● Work order
Name every place the sailing account mentions by name, in the order each first appears.

● Study text
>>>

Just chillin’ watching the light change on the volcano opposite the boat now safely moored in Rabaul.

It’s been a while since I’ve had the opportunity (or interest really) to write and quite a bit has happened in the last couple of weeks….

We left Salamau Harbour and sailed peacefully out of Huon Gulf on the 11th, light winds and slow progress meant we had only just reached Tami Islands at the cape of Huon by nightfall, where as luck would have it, we encountered a whopper of a storm (yes another one). Dee… our hitchhiker was on deck with Ralph at the time and I had taken the opportunity to have a wee nap….and within 5 minutes it was on for young and old…. All hands on deck! Main down, genoa in and we attempted to motor to the edge of this bugger…unfortunately this was not possible as the entire system was being joined by fresh lows and building in all directions… no choice yet again but to progress at haste through it. Three exhausted and drenching hours later we managed to past through but continued our vigilance all the way across the Vitiaz straight as lightening was ever-present. Poor Dee was almost suffocating down below though as all hatches and portholes had been fully sealed against the elements and he had spent the whole time down below hangin’ on for grim death.

<<<

● Material provided
>>>

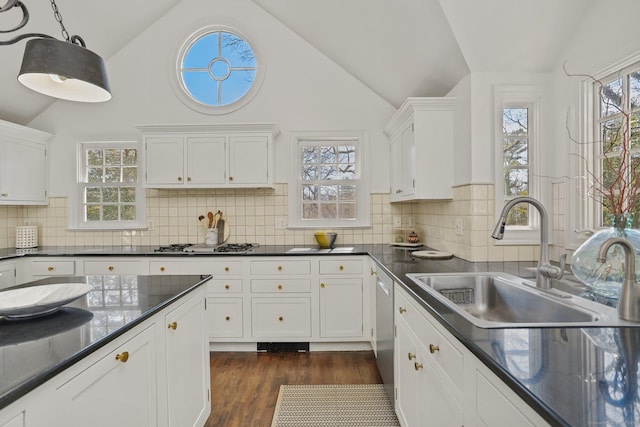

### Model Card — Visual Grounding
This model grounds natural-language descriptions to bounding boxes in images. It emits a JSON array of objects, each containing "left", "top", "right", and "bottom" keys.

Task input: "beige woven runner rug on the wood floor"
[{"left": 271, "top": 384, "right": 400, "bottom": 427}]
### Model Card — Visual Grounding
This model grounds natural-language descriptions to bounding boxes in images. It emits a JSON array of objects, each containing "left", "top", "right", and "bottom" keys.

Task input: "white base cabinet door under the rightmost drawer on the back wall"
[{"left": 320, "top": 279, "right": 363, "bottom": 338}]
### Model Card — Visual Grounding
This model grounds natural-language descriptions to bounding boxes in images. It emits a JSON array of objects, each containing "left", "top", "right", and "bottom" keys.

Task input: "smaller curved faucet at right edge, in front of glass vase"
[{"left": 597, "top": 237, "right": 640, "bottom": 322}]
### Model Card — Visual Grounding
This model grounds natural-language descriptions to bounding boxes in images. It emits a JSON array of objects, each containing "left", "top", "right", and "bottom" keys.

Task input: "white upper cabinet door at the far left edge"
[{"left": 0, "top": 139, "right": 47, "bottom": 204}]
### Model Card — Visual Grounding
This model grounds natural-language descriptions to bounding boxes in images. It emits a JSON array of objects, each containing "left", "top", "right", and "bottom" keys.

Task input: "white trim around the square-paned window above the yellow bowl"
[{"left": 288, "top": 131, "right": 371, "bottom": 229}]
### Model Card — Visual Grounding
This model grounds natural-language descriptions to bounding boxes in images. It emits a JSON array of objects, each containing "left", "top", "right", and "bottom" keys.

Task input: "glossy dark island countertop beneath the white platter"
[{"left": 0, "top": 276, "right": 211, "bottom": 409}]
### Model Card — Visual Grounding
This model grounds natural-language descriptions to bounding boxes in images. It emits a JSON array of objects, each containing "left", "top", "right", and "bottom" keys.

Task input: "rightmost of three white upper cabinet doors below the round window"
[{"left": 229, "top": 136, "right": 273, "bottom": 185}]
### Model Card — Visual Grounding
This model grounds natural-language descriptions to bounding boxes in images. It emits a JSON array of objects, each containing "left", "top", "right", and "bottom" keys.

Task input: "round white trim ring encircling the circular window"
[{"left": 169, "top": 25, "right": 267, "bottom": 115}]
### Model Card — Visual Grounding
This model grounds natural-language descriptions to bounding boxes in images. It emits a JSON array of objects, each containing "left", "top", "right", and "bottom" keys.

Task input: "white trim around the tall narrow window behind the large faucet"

<<<

● Task answer
Rabaul, Salamau Harbour, Huon Gulf, Tami Islands, the cape of Huon, Vitiaz straight